Bill Buros: Improving Performance on Linux

Syndicate content
Updated: 20 min 39 sec ago

RHEL 5.2 and HPC performance hints

Thu, 07/17/2008 - 07:10
Building on the SLES 10 sp2 kernel build post from a couple of weeks ago, we got the equivalent RHEL 5.2 page posted under the developerWorks umbrella. Mostly the same conceptual steps, but a little different in the specifics. And of course, in the RHEL 5.2 example, we reverse the example from SLES 10 by building a 4KB kernel where "normally" the RHEL 5.2 kernel is based on the 64KB pages. It's a good experiment to play with when you want to see the performance gains that emerge from leveraging larger page sizes.
We linked this in under the HPC Central wiki page where several of us are playing around with adding descriptive how-to's for HPC workloads based on practical experience.

See HPC Central, follow the link to the Red Hat Enterprise Linux page, which is where the kernel page is linked in. We plan to replicate these pieces for SUSE Linux Enterprise Server next month.

The building blocks of HPC

Tue, 07/15/2008 - 07:04
Top 500 again. Linpack HPL. Hitting half a teraflop on a single system.

Using RHEL 5.2 on a single IBM Power 575 system, Linux was able to hit half a teraflop with Linpack. These water-cooled systems are pretty nice. Thirty-two POWER6 cores packed into a fairly dense 2U rack form factor. These systems are designed for clusters, so 14 nodes (14 single systems) can be loaded into a single rack. Water piping winds its way into each system and over the cores (we of course had to pop one open to see how things looked and worked). The systems can be loaded with 128GB or 256GB of memory. A colleague provided a nice summary of the Linpack result over on IBM's developerWorks.

For Linux, there are several interesting pieces, especially as we look at Linpack as one of the key workloads that takes advantage of easy HPC building blocks. RHEL 5.2 comes with 64KB pages. The 64KB pages provides easy performance gains out of the box. The commercial compilers and math libraries provide the tailored and easy exploitation of the POWER6 systems. Running Linpack on clusters is the whole basis for the Top 500 workloads.

It's easy to take advantage of the building blocks in RHEL 5.2. OpenMPI in particular, the Infiniband stack, libraries tuned for the POWER hardware are all included. When we fire up a cluster node, we automatically install these components.
  • openmpi including -devel packages
  • openib
  • libehca
  • libibverbs-utils
  • openssl
These building blocks allow us to take the half-a-teraflop single system Linpack result and begin running it "out-of-the-box" on multiple nodes. There are cluster experts around that I'm learning from. Lots of interesting new challenges in the interconnect technologies and configurations. In this realm, I'm learning that one of the technology shifts emerging is the 10GBe (10GB Ethernet) interconnect vs Infiniband. Infiniband has all sorts of learning curves associated with it. Everytime I try to do something with Infiniband, I'm finding another thing to learn. It'll be interesting to see whether the 10GBe technology will be more like simply plugging in an Ethernet cable and off we go. A good summer project...

Some material:

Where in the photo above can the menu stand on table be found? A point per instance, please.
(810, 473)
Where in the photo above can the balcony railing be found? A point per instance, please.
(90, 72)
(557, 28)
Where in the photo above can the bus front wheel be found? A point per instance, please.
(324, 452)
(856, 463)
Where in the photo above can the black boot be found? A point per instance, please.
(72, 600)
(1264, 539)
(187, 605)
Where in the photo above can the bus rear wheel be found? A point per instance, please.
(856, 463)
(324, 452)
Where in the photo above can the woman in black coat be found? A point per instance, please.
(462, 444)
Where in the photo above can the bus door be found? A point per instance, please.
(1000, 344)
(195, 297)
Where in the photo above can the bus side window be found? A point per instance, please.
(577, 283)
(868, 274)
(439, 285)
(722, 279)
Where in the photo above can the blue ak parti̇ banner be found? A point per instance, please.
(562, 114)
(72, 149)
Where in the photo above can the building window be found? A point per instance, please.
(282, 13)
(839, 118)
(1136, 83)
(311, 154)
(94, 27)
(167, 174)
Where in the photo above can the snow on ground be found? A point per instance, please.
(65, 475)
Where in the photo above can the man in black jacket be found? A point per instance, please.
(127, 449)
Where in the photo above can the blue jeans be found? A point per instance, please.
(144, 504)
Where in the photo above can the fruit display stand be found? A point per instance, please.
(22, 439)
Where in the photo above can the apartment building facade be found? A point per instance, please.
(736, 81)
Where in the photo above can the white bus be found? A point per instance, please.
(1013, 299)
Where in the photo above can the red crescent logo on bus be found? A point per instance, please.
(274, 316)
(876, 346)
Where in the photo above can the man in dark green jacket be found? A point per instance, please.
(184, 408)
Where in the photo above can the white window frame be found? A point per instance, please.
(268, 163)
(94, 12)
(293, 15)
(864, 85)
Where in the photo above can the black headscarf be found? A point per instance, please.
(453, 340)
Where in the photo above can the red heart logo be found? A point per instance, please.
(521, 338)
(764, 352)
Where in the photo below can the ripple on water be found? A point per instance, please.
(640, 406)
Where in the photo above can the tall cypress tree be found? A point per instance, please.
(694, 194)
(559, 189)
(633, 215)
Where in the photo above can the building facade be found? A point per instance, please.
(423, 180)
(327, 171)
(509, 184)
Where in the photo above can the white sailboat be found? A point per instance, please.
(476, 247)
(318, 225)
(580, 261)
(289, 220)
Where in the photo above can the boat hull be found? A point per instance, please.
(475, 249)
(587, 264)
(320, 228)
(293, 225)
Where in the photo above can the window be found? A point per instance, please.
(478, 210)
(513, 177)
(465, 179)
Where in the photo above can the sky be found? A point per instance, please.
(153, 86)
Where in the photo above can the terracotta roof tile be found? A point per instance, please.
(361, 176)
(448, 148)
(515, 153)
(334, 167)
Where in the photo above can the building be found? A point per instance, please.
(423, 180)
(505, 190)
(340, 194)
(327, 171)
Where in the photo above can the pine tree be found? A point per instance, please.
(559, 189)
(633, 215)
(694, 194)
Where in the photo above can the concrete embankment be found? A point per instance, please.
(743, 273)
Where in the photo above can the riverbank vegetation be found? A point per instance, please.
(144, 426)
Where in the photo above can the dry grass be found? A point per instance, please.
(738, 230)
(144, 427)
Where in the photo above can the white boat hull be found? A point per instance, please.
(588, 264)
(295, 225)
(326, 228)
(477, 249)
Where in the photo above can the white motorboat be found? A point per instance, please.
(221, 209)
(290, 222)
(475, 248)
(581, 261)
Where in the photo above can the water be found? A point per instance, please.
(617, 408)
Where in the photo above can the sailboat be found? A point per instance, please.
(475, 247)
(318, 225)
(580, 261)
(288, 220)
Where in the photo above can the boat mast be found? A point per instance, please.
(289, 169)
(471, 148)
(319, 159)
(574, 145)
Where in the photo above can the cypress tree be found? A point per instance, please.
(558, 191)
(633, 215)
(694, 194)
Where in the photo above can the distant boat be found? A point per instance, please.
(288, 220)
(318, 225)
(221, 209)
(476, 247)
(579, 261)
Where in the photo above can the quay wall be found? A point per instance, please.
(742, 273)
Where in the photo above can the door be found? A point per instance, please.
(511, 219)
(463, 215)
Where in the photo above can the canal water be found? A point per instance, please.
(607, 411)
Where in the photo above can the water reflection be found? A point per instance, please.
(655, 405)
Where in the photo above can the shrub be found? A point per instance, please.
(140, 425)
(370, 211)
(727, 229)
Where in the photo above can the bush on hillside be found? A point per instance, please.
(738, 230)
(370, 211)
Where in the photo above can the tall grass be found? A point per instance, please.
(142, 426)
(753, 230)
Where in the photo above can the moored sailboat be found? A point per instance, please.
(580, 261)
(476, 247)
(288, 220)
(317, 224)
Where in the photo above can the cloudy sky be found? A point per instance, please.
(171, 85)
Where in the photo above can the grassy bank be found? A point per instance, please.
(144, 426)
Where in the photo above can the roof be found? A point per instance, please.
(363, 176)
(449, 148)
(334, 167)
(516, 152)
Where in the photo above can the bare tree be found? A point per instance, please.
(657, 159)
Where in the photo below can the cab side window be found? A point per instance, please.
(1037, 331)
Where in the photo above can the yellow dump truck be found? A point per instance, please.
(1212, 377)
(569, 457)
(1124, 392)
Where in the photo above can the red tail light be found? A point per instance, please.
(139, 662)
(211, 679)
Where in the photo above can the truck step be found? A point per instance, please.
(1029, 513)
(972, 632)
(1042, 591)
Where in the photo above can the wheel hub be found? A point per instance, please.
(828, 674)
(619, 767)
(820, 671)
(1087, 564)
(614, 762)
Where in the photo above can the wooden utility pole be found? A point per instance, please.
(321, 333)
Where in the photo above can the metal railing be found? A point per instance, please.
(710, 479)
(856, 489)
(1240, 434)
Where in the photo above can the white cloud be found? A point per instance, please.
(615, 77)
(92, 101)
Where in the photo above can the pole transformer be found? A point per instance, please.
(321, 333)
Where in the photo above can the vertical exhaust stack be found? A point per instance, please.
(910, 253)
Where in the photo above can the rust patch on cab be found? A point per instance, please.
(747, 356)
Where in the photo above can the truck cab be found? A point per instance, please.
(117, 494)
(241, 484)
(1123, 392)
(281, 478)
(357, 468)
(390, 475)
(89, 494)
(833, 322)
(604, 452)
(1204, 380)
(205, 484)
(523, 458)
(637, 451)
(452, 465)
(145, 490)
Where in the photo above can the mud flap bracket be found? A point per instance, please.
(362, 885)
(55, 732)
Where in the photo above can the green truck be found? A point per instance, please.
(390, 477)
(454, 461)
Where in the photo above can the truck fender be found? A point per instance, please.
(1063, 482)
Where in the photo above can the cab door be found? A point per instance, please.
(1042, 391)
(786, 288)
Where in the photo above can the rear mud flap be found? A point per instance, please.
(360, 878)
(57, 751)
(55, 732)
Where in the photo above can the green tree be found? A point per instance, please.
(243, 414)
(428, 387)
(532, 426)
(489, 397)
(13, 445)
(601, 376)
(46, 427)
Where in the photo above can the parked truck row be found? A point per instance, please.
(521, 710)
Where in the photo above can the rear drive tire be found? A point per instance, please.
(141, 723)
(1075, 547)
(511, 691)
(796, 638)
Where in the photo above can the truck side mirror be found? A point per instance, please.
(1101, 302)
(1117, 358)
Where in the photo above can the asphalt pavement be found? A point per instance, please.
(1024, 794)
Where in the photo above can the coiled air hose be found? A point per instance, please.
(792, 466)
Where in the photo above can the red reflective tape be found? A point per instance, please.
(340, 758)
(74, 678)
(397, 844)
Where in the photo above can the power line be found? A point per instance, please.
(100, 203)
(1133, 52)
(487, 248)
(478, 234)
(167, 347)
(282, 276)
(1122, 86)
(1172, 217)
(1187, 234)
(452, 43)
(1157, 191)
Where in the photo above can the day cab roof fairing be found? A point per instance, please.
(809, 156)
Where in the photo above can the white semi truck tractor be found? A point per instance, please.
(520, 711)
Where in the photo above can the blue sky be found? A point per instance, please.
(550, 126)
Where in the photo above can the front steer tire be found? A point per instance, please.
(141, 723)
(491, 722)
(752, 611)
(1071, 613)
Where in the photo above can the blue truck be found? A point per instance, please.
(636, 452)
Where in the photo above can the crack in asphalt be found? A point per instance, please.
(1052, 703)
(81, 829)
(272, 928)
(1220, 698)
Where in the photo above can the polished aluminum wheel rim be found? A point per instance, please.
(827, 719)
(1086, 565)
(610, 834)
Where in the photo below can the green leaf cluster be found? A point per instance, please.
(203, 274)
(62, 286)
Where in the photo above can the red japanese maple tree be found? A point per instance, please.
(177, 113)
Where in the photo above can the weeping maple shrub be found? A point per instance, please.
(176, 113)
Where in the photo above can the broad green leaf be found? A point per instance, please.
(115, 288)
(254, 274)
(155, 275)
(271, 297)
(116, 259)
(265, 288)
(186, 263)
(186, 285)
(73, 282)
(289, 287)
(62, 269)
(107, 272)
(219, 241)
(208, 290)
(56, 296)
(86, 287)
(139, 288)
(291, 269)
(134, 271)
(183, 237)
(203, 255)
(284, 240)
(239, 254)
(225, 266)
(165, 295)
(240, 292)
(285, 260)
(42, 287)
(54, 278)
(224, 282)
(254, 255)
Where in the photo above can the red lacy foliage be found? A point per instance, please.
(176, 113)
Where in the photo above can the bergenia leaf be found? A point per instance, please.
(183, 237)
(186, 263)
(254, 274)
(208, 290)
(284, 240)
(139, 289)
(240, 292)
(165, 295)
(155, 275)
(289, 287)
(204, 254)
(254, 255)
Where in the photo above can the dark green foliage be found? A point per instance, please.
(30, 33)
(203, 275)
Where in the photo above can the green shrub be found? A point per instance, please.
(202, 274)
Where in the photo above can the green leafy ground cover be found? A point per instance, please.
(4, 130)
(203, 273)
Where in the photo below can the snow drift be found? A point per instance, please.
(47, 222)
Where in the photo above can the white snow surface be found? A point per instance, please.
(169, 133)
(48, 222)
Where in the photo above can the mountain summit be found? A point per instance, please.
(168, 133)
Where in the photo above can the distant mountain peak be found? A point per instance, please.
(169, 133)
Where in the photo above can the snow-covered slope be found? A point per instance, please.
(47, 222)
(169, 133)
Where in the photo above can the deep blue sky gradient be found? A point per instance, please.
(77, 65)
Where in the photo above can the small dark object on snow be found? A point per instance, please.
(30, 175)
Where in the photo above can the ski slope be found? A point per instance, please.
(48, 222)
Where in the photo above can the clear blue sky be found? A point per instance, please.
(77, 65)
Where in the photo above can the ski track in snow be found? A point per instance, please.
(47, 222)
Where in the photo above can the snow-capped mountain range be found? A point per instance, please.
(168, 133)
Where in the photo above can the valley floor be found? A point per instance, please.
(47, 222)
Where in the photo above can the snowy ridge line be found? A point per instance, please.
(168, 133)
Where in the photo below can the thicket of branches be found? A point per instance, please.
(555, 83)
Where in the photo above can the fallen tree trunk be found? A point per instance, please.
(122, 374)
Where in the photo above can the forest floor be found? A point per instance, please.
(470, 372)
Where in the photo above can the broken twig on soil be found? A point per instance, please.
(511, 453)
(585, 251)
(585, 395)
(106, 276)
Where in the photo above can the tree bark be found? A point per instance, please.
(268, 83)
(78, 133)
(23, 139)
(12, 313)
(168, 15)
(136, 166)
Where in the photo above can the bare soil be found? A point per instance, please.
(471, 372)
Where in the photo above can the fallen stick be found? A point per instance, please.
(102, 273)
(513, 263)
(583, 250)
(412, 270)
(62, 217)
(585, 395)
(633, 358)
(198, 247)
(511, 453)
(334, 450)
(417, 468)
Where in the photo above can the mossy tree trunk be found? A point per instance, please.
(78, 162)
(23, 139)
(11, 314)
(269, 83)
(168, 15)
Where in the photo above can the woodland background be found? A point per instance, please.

**Aim:**
Duplicate the part of the Linux performance blog above that runs from "See HPC Central, follow" to "Server next month.".

**Completed exercise:**
See HPC Central, follow the link to the Red Hat Enterprise Linux page, which is where the kernel page is linked in. We plan to replicate these pieces for SUSE Linux Enterprise Server next month.